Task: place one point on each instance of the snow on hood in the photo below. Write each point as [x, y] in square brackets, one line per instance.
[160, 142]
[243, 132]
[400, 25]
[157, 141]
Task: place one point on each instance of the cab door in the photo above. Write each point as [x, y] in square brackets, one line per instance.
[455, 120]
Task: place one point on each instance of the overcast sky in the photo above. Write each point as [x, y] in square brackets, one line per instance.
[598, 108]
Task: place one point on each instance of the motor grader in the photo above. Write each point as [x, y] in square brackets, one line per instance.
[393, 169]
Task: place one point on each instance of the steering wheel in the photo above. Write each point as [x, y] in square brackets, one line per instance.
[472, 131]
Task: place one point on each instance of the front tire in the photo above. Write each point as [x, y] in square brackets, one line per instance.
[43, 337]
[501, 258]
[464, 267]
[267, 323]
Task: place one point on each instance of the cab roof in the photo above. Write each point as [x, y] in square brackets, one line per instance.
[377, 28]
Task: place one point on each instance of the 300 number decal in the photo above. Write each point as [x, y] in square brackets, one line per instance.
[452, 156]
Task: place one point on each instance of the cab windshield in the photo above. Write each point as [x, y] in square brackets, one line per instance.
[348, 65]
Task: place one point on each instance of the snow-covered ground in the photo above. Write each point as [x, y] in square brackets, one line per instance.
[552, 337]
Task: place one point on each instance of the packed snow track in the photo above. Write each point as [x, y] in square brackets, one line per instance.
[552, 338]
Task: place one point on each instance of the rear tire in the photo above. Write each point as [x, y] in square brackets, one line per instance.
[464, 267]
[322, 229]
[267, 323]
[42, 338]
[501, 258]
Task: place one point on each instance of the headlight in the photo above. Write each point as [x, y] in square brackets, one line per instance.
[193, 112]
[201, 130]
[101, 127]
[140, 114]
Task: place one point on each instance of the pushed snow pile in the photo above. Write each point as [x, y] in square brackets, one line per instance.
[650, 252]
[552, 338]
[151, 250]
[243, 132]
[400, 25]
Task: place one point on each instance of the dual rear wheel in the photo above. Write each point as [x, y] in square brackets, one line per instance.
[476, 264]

******

* **About this task**: In full and without changes, copy the entries above.

* **Exercise output**:
Task: place one point on each instance of the snow on hood in the photo below. Write each point as [x, y] in square brackets, one line per instance.
[160, 142]
[243, 132]
[400, 25]
[157, 141]
Task: place one point on each instance of the cab door in the photo above. Write each point as [x, y] in square brackets, one line per instance.
[455, 120]
Task: place one point on each instance of the overcast sky in the photo above. Write each point as [x, y] in square brackets, one line per instance.
[598, 108]
Task: place one point on each instance of the motor grader in the photo above. Write each point as [x, y] in square brackets, one line per instance.
[393, 169]
Task: place one point on each instance of the steering wheel in the photo above. Write each point as [x, y] in square brackets, one line per instance.
[472, 131]
Task: place one point on each instance of the front tire in the photo above. Write each point as [x, y] in square brackets, one line per instance.
[43, 337]
[501, 258]
[464, 267]
[267, 323]
Task: place one point on each instance of the cab roof in the photo above. Write each point as [x, y] in square brackets, one line per instance.
[377, 28]
Task: place one point on each instance of the 300 number decal in the photo above. Write each point as [x, y] in square brackets, one line per instance.
[452, 156]
Task: place one point on each instance of the cab windshield in the photo above. Write each point as [x, y] in square brackets, one line per instance.
[348, 65]
Task: place one point on each instance of the snow-covered ground in the photo above. Write each point as [x, y] in square brackets, one line per instance.
[552, 337]
Task: place one point on each instance of the packed snow track in the photo above. Write each point as [x, y] in square brackets, one line per instance.
[552, 338]
Task: place one point on each instance of the rear tire in the photo above. Write each point as [x, y] in square brackets, one line per instance.
[464, 267]
[322, 229]
[267, 323]
[42, 338]
[501, 258]
Task: place one point on each instance of the headlight in the photo above. Write each point as [x, y] in square brackets, one line per instance.
[193, 112]
[201, 130]
[101, 127]
[140, 114]
Task: place one point on each instance of the pushed snow pile in the photo above. Write each point as [x, y] in square brackets, one line per instance.
[650, 252]
[552, 338]
[151, 250]
[243, 132]
[400, 25]
Task: place one point on each instance of the dual rear wheel in the photo above. Write each point as [x, y] in square brackets, one line per instance.
[476, 264]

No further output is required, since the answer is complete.